**TASK OBJECTIVE:** Having located "of the dark" in the listing below, write out its line and every following line exactly, last line included, without the pictures.

**SUPPLIED MATERIAL:**
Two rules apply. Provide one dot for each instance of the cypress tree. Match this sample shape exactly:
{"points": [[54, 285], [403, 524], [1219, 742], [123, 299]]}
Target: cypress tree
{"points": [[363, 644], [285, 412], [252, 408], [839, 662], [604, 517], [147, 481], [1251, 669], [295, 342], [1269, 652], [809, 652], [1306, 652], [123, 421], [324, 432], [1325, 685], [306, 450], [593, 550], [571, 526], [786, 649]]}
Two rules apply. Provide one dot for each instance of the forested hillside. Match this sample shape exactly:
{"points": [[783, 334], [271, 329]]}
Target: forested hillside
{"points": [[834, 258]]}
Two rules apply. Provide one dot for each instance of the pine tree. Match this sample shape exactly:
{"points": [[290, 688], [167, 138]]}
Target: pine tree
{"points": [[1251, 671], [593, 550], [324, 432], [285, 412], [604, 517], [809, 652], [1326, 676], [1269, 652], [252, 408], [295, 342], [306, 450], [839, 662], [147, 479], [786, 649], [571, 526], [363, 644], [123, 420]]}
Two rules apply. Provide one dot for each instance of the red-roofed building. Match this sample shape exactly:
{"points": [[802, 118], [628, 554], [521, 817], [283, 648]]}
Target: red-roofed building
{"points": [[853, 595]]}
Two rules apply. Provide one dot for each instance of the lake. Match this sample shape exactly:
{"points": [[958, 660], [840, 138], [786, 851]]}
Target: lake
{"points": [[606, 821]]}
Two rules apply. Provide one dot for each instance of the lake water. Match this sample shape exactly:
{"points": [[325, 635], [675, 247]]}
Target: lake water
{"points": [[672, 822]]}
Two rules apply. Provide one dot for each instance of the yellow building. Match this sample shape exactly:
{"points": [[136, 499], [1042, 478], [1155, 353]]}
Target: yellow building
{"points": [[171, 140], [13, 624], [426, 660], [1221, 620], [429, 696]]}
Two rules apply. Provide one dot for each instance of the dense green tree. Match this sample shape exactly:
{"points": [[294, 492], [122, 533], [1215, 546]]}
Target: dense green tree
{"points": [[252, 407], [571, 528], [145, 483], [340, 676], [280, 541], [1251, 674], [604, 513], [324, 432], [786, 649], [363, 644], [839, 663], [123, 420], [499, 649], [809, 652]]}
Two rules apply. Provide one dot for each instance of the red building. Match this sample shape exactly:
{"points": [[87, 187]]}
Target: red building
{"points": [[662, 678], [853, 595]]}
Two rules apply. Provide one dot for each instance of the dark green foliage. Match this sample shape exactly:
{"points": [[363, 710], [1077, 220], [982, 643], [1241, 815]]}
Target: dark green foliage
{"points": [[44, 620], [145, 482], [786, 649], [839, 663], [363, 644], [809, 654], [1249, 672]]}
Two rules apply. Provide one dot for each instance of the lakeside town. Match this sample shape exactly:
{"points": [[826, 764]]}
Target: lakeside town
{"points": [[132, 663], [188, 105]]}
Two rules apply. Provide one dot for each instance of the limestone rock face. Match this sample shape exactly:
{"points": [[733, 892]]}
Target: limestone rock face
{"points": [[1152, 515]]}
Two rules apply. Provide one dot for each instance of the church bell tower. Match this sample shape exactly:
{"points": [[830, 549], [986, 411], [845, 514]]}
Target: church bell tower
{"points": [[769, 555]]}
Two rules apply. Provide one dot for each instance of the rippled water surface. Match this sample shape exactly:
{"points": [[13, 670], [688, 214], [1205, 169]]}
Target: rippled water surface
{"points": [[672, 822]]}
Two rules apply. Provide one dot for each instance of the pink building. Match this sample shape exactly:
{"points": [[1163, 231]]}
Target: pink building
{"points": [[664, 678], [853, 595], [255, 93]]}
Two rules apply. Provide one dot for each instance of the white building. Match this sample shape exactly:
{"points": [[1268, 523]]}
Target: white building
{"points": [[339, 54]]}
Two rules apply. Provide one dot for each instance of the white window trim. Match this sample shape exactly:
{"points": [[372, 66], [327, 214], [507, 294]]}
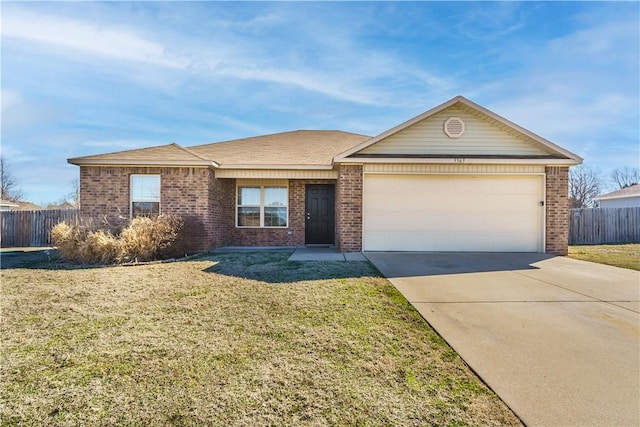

**WRITTEN SOLUTION:**
Two rules apply. Provide one dot for each instance of the dark green foliage. Match this sample shape exactly:
{"points": [[363, 710], [1077, 220], [982, 643], [1241, 815]]}
Target: dark green foliage
{"points": [[44, 620], [145, 482], [786, 649], [839, 663], [363, 644], [809, 654], [1249, 672]]}
Two rules apply. Provide one dot for each instance of the lakeside town. Match this sample shape exactly:
{"points": [[826, 764]]}
Target: lakeside town
{"points": [[132, 663], [188, 105]]}
Two rules apply. Provide one dot for each instance of the limestone rock face. Match this sample shape exactly:
{"points": [[733, 892]]}
Target: limestone rock face
{"points": [[1152, 515]]}
Two rules apply. Provide one dot for each instance of the church bell tower. Match this sample shape exactly:
{"points": [[830, 549], [986, 411], [845, 514]]}
Target: church bell tower
{"points": [[769, 555]]}
Two rules apply. Provide one dot for each instance of the rippled water surface. Match this sample shape exactly:
{"points": [[13, 670], [688, 214], [1205, 169]]}
Target: rippled water surface
{"points": [[672, 822]]}
Two rules apply. Provide one dot for each instance of the pink building. Match this sample shape exactly:
{"points": [[1163, 231]]}
Target: pink building
{"points": [[664, 678], [853, 595], [255, 93]]}
Two rules apply. Provide one dot for each instance of the white building. Match this sample shape exactly:
{"points": [[1268, 523]]}
Target: white building
{"points": [[339, 54]]}
Two rules apply. Provide one dot for each instance of the white window trim. Match this sample shape exactly:
{"points": [[372, 66], [327, 214], [507, 294]]}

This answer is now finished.